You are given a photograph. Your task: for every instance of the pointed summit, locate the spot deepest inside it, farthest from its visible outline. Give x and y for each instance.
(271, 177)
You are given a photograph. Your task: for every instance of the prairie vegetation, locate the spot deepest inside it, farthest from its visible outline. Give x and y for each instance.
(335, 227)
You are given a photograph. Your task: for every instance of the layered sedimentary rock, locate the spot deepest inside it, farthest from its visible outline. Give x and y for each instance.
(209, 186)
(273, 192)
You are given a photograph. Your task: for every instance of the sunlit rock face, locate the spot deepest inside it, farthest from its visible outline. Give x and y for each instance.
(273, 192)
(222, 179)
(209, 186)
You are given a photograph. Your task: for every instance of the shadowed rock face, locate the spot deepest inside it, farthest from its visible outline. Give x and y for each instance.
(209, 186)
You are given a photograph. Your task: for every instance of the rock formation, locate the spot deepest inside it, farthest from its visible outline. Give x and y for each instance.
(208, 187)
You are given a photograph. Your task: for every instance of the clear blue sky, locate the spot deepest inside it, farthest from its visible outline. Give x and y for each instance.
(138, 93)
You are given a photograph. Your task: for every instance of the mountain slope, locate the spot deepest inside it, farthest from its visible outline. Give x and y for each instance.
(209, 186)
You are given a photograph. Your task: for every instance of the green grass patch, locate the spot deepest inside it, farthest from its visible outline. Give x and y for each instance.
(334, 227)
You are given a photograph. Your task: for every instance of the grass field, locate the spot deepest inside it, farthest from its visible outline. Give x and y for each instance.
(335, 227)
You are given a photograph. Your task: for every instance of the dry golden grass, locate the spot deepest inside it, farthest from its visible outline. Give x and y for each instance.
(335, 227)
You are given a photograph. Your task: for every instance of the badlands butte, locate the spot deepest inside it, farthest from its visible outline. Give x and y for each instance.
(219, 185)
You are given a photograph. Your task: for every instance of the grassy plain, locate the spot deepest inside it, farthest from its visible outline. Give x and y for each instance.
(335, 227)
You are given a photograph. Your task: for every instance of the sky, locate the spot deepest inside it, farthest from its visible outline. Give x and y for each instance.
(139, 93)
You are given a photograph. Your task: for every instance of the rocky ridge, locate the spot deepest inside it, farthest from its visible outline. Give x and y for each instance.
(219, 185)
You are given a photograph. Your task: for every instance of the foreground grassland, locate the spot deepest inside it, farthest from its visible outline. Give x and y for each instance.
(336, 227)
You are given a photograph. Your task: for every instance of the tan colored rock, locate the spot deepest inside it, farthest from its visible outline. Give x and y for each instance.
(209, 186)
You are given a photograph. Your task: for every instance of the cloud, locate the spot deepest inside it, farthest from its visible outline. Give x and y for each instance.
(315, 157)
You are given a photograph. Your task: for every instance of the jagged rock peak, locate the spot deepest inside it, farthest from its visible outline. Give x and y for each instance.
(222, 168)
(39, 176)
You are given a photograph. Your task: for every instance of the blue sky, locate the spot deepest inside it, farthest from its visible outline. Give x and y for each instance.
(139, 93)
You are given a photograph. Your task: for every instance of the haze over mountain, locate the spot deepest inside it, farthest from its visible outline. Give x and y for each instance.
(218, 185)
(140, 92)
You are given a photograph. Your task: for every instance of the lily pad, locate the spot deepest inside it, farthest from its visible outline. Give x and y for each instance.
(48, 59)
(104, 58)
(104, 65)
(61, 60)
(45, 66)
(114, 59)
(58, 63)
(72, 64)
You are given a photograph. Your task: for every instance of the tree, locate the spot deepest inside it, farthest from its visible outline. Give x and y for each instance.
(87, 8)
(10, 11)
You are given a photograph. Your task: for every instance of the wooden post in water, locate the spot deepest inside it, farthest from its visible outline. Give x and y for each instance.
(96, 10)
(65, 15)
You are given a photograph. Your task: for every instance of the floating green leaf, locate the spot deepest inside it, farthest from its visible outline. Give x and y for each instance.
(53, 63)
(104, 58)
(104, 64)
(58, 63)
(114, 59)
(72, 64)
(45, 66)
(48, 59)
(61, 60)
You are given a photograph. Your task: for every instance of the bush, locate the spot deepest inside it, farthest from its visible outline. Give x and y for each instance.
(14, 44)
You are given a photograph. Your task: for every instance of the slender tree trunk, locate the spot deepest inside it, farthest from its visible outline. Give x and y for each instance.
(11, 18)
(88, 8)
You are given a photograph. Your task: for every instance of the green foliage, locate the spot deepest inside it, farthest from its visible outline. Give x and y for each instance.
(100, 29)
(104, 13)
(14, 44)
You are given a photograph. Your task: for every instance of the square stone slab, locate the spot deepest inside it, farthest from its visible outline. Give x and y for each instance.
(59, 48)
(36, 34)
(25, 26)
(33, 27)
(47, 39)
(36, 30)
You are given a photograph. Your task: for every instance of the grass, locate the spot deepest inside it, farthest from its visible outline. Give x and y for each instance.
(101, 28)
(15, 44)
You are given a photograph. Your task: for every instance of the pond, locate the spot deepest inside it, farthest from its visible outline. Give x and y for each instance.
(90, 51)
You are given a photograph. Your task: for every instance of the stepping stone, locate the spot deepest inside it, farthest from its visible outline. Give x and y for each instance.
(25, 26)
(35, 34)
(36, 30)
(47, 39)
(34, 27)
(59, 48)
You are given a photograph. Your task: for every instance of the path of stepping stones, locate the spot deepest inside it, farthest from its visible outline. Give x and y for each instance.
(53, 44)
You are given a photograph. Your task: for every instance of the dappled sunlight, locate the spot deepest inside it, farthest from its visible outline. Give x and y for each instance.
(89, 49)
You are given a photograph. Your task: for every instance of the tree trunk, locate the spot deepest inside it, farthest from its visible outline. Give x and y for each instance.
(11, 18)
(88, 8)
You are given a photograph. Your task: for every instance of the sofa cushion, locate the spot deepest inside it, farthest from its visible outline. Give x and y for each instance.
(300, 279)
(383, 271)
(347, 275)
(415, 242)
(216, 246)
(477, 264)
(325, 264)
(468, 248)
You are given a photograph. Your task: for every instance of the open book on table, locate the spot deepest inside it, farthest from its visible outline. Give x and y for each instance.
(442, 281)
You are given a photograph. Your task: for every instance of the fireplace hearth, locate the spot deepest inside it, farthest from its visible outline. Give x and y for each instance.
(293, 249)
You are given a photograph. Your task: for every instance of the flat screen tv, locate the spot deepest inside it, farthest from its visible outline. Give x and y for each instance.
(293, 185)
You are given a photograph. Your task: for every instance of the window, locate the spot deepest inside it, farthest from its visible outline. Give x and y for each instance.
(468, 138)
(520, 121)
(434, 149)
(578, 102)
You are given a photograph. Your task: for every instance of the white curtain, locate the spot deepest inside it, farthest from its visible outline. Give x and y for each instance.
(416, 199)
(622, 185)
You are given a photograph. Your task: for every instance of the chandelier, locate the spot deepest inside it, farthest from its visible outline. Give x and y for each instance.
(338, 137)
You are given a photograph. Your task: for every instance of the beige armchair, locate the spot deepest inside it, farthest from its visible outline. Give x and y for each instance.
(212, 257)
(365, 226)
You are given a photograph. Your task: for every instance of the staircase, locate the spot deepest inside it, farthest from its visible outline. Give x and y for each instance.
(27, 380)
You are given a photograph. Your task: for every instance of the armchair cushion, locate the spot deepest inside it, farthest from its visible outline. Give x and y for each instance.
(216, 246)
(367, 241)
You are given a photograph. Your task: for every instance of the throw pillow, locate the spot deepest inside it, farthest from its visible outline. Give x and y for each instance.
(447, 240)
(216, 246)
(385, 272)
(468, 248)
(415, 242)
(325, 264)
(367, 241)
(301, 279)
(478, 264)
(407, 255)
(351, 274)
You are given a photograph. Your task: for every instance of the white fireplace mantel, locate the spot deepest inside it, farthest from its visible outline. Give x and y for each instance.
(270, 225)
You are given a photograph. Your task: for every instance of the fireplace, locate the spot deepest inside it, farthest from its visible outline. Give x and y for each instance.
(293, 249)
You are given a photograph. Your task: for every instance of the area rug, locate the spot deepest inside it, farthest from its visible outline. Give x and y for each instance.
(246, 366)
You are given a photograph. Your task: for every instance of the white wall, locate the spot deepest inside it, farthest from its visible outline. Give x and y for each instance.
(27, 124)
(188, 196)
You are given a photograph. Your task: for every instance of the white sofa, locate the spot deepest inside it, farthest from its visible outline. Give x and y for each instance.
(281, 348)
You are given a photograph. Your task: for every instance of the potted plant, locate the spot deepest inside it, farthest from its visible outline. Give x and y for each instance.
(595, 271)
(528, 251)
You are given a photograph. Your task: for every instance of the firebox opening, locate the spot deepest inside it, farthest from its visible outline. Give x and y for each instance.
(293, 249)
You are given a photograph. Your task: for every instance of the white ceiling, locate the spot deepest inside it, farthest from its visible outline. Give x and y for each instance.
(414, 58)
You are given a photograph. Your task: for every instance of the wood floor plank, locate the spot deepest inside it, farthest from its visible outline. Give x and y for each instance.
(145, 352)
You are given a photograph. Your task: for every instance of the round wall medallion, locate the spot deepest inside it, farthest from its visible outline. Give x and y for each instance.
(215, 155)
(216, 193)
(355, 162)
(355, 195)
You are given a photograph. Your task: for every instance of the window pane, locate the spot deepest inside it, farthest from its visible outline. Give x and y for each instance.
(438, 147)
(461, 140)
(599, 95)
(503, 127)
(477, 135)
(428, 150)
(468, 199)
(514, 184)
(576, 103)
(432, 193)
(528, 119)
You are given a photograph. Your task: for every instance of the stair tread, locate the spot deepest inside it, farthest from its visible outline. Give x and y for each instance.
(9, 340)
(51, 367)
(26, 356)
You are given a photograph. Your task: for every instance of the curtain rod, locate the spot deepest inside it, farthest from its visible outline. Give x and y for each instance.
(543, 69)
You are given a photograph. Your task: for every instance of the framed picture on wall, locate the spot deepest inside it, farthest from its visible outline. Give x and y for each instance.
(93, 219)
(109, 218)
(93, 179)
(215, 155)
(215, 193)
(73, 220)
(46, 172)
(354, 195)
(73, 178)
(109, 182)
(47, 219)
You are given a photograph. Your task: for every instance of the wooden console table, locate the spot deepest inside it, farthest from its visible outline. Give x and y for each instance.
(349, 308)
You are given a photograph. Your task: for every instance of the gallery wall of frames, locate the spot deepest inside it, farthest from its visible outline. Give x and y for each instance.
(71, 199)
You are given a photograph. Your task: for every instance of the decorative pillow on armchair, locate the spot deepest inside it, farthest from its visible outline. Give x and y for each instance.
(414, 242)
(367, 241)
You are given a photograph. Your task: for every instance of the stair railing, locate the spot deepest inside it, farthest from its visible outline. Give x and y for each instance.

- PROBLEM TO WORK ON
Would you please set down the lines from the one with "of the curtain" to the end of the data above, exactly and without any other lines?

- TASK RESULT
You are given a photograph. Your task: for every instance of the curtain rod, locate the spot deepest inside it, farthest from its visible outline. Give x and y for each instance.
(543, 69)
You are given a photograph. Your task: for every instance of the framed picture on wall, locate the spot deepest inside it, farthest from its visible outline. Give x and y for each instance.
(93, 219)
(109, 218)
(93, 179)
(215, 155)
(215, 193)
(73, 220)
(46, 172)
(354, 195)
(73, 178)
(109, 182)
(47, 219)
You are given a photograph. Your task: for every instance of the wooden console table, locate the spot deepest inside it, farthest from its visible outline. Give x and y for each instance.
(349, 308)
You are given a photograph. Your task: for every instance of the gallery wall of frames, locate the spot deepest inside it, farthest from its visible outline. Give x and y for each instance.
(71, 199)
You are given a photograph. Your task: for every instance of the decorative pillow on armchair, locate the spot deepest inside it, farthest from its visible outline. Give x and y for each instance.
(414, 242)
(367, 241)
You are given a photograph. Your task: for every instance of the stair railing, locate the spot deepest inside it, farthest from its visible outline. Give x and y for each instance.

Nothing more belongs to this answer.